Problem description: For this exercise, write each entry below out precisely and omit the pictures.

*** Dataset records Section Begins ***

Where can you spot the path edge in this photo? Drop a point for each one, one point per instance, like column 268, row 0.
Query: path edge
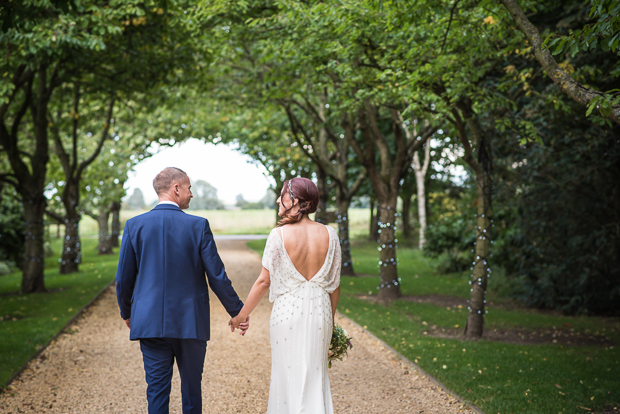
column 416, row 367
column 39, row 351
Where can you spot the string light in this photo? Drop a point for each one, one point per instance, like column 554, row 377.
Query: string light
column 482, row 234
column 344, row 242
column 388, row 244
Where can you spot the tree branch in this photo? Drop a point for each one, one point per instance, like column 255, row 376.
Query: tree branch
column 468, row 157
column 445, row 38
column 60, row 219
column 565, row 82
column 104, row 136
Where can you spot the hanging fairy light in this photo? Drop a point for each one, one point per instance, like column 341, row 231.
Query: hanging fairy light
column 391, row 244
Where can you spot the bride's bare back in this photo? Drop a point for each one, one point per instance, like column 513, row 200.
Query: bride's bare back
column 306, row 244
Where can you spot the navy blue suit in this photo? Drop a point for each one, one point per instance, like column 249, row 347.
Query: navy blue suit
column 161, row 286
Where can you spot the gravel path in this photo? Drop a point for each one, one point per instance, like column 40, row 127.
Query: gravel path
column 96, row 369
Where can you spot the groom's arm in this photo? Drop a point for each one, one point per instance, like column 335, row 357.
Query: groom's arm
column 126, row 274
column 216, row 274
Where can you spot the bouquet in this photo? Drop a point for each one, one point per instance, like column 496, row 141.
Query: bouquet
column 340, row 344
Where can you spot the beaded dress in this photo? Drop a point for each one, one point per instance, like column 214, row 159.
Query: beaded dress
column 300, row 329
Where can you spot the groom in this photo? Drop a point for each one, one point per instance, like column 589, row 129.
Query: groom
column 163, row 293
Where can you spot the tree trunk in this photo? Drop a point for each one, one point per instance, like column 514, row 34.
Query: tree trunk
column 342, row 220
column 115, row 209
column 483, row 168
column 373, row 230
column 104, row 246
column 406, row 197
column 390, row 283
column 34, row 254
column 419, row 178
column 71, row 251
column 477, row 301
column 321, row 211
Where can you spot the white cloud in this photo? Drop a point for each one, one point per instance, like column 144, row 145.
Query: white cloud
column 220, row 165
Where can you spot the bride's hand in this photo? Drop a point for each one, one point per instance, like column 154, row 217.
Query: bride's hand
column 239, row 323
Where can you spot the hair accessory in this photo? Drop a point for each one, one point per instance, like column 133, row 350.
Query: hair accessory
column 290, row 190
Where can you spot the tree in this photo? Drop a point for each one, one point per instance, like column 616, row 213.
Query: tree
column 11, row 227
column 73, row 168
column 268, row 200
column 40, row 45
column 603, row 34
column 420, row 176
column 205, row 197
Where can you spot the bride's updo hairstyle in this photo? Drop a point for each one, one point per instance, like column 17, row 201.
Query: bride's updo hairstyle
column 307, row 195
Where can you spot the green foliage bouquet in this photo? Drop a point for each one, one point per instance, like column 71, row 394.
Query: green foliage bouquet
column 340, row 344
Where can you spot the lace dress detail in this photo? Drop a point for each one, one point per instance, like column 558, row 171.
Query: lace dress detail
column 300, row 329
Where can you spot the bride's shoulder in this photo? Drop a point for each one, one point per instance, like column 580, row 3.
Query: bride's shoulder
column 330, row 229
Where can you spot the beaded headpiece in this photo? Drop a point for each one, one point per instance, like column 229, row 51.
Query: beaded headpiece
column 290, row 189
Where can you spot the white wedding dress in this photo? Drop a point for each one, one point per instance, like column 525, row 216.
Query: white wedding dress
column 301, row 329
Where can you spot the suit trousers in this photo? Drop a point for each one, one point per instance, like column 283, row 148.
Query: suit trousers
column 159, row 355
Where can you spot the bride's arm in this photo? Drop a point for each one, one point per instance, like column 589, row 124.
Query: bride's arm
column 260, row 287
column 334, row 296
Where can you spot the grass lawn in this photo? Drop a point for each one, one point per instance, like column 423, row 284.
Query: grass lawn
column 28, row 321
column 226, row 221
column 498, row 377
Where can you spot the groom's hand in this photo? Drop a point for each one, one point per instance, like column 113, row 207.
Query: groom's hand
column 238, row 323
column 244, row 326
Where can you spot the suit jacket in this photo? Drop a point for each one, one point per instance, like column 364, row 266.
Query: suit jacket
column 160, row 281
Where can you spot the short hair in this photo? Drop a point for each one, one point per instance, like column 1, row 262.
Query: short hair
column 164, row 180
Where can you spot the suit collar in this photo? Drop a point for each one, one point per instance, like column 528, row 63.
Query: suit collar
column 167, row 207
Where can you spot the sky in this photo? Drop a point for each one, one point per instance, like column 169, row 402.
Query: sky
column 228, row 170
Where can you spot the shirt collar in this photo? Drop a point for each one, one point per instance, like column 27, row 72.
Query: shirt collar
column 168, row 202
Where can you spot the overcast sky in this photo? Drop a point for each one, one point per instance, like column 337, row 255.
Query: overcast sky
column 220, row 165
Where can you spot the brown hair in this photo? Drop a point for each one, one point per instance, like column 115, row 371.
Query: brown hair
column 307, row 195
column 167, row 177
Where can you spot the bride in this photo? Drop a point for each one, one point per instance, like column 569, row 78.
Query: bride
column 301, row 267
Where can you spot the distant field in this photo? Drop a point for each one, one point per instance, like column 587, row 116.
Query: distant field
column 229, row 221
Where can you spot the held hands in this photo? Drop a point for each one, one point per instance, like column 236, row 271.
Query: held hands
column 239, row 323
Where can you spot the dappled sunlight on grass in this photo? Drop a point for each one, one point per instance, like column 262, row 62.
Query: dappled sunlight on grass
column 496, row 376
column 29, row 321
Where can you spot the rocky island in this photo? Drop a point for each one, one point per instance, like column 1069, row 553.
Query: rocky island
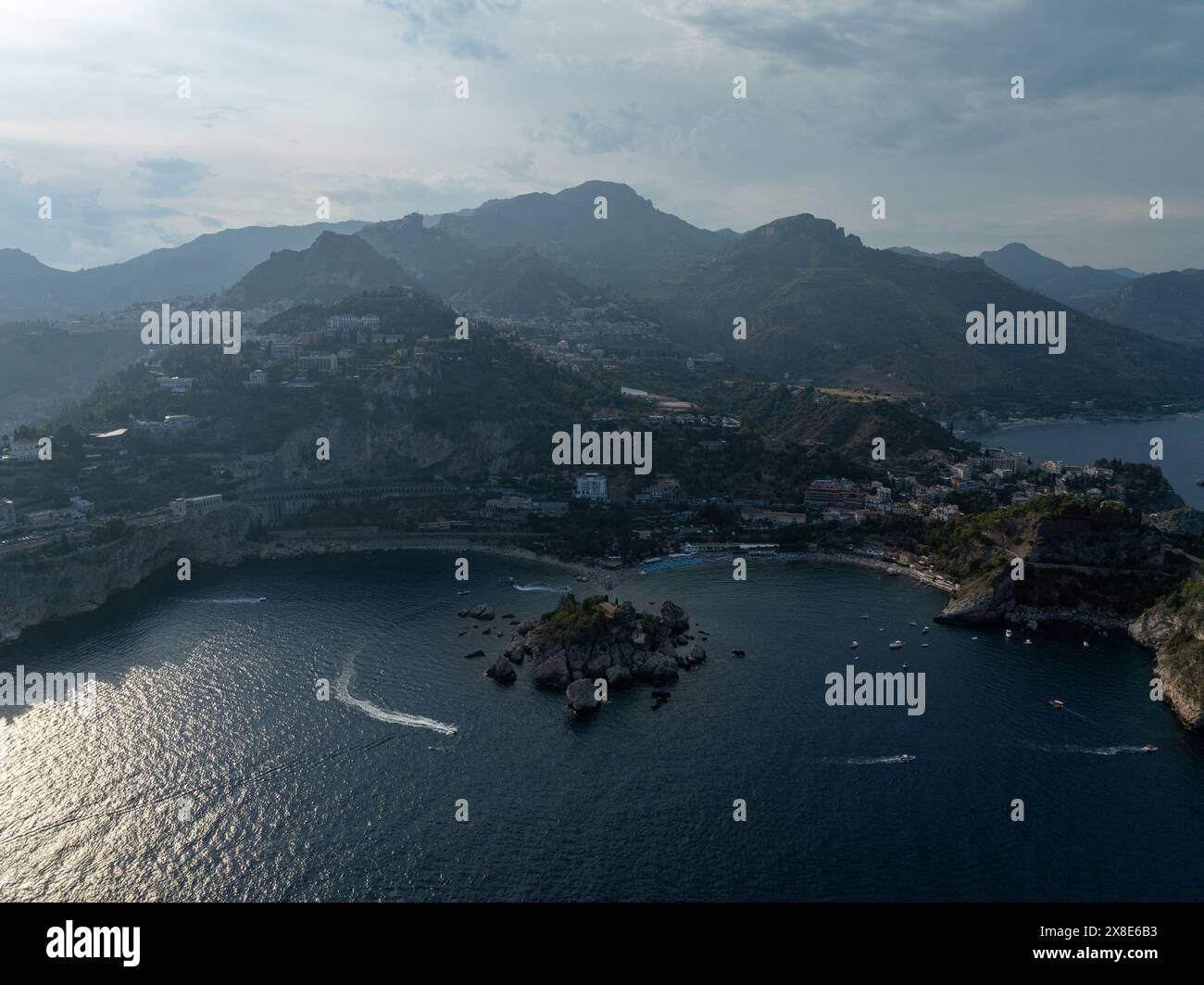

*** Dataset records Section Ends ***

Task response:
Where can you spot the path edge in this photo? Drop a point for each one, one point per instance, like column 268, row 0.
Query: path edge
column 416, row 367
column 39, row 351
Where can you spot the string light in this photo? Drop a point for each one, one point per instance, like column 554, row 377.
Query: string light
column 482, row 234
column 344, row 242
column 388, row 244
Where can you spot the tree branch in this photo? Drop a point for each one, one point per instance, like column 255, row 376.
Query: tree branch
column 468, row 157
column 445, row 38
column 60, row 219
column 565, row 82
column 104, row 136
Where can you spot the hanging fairy light in this photo? Drop a point for each one, one point per instance, like column 341, row 231.
Query: hanging fairy light
column 391, row 244
Where can you spot the bride's bare back in this photo? Drop a point for each one, one point per instance, like column 513, row 200.
Query: bride's bare back
column 306, row 244
Where can you spot the navy blue suit in this photo? Drop a point for each one, one point per instance, like column 249, row 347.
Query: navy blue suit
column 161, row 286
Where can you spot the gravel path in this photo? Drop a point for each one, one point per instance, like column 40, row 127.
Query: gravel path
column 96, row 369
Where can you spot the groom's arm in this photo? Drop a point for each one, one point per instance, like column 335, row 357.
Query: groom's arm
column 126, row 274
column 216, row 274
Where can you spot the bouquet in this photo? Drop a point for each one, one point per instance, like column 496, row 141.
Query: bouquet
column 340, row 344
Where can you spot the beaded dress in this photo? Drop a point for each one, one point per instance, like column 214, row 159.
Query: beaded dress
column 300, row 329
Where can you spot the groom in this photo? Drop a point for each one, one point per instance, like column 589, row 129.
Query: groom
column 163, row 293
Where can you spot the tree trunk in this photo? Drop a point for each one, one point per instance, like column 514, row 34.
Query: tree trunk
column 342, row 220
column 115, row 209
column 483, row 168
column 373, row 230
column 104, row 246
column 406, row 197
column 390, row 283
column 34, row 254
column 419, row 178
column 71, row 251
column 477, row 301
column 321, row 211
Where can you spot the white cloud in this photo? Drop a point for each one, one point per instance, like column 144, row 145.
Query: white cloud
column 220, row 165
Where can you spot the bride's hand in this photo? Drop a point for each one, one point per instance, like column 154, row 217.
Query: bride's hand
column 239, row 323
Where can you spot the hair accessory in this photo? Drop a point for each one, one point per instance, like column 133, row 350.
Query: hair accessory
column 290, row 190
Where can you spot the tree in this photo? Drop a point for each one, one point per instance, like column 616, row 213.
Query: tree
column 11, row 227
column 73, row 168
column 268, row 200
column 40, row 45
column 603, row 34
column 420, row 176
column 205, row 197
Where can you spot the bride's updo hairstyle in this photo? Drop a point for each one, one point per instance, like column 17, row 201.
Query: bride's updo hairstyle
column 307, row 195
Where can you spot the green foliage bouquet in this photo? Drop a point for each one, one point per instance, like column 71, row 394.
Query: green foliage bouquet
column 340, row 344
Where can you spot the lace dress detail in this photo? Drop a point for each one, one point per instance, like column 558, row 171.
Query: lace dress detail
column 300, row 329
Where can you spot the bride's shoulder in this photo? Drop a point for each one, one point per instance, like column 580, row 3.
Query: bride's shoulder
column 330, row 229
Where can you spot the beaded headpiece in this photo? Drop a point for each one, one point per instance, like column 229, row 51.
Query: beaded headpiece
column 290, row 189
Where can you spot the white wedding dress in this photo? Drop a point for each one, one point per instance, like column 525, row 216.
Query: white wedding dress
column 301, row 329
Where can you spot the suit trousers in this photo? Drop a point for each one, one point per instance, like column 283, row 148.
Query: suit trousers
column 159, row 355
Where can you spot the bride's arm in this photo? Drop a point for each one, one point per instance, like column 589, row 124.
Query: bride's arm
column 260, row 287
column 334, row 296
Where can you spot the grass lawn in this photo? Drop a point for each one, one point per instance, like column 423, row 284.
Query: grass lawn
column 28, row 321
column 226, row 221
column 498, row 377
Where can you spot the groom's hand in this photo? Drop a point for each one, one point per instance, like column 113, row 207.
Query: groom's hand
column 238, row 323
column 244, row 326
Where can you spot the suit jacket in this photo? Drop a point for each one, one point per instance, like column 364, row 266.
Query: suit jacket
column 160, row 281
Where can you spot the short hair in this photo? Drop a point for each one, one point per instance, like column 1, row 262.
Query: short hair
column 164, row 180
Where can you spot the suit collar in this photo? Drop a point for each one, one point per instance, like column 528, row 63.
Query: suit collar
column 167, row 207
Where can you spot the sky in this photo? Drop a point for each one, one point per instance, like column 169, row 402.
Query: sky
column 228, row 170
Where can you spot the shirt collar in this photo? Drop a point for each one, one point per instance, like column 27, row 72.
Query: shirt collar
column 168, row 202
Where can you spot the overcast sky in this photo? Drop a point for each one, one point per instance, like column 337, row 255.
Query: overcast sky
column 220, row 165
Where can you spot the brown hair in this photo? Drop a point for each one, one point per instance, like column 115, row 371.
Query: brown hair
column 307, row 195
column 167, row 177
Where can you spot the bride in this photo? Drop a point for each one, one point per instance, like column 569, row 78.
Query: bride
column 301, row 267
Where can you spot the distant field in this photo? Drop a point for each one, one point per instance, like column 587, row 116.
Query: distant field
column 229, row 221
Where can you spot the held hands in this photo? Drop a point for each one, one point per instance, like column 236, row 271.
Query: held hands
column 239, row 323
Where can you spot the dappled sunlight on grass in this photo? Drop a point for each one, one point per instance, like column 262, row 62.
Query: dappled sunlight on grass
column 496, row 376
column 29, row 321
Where can you spot the rocky island in this photo? Drop a point for each one, one point per instance, like column 1069, row 553.
Query: rocky island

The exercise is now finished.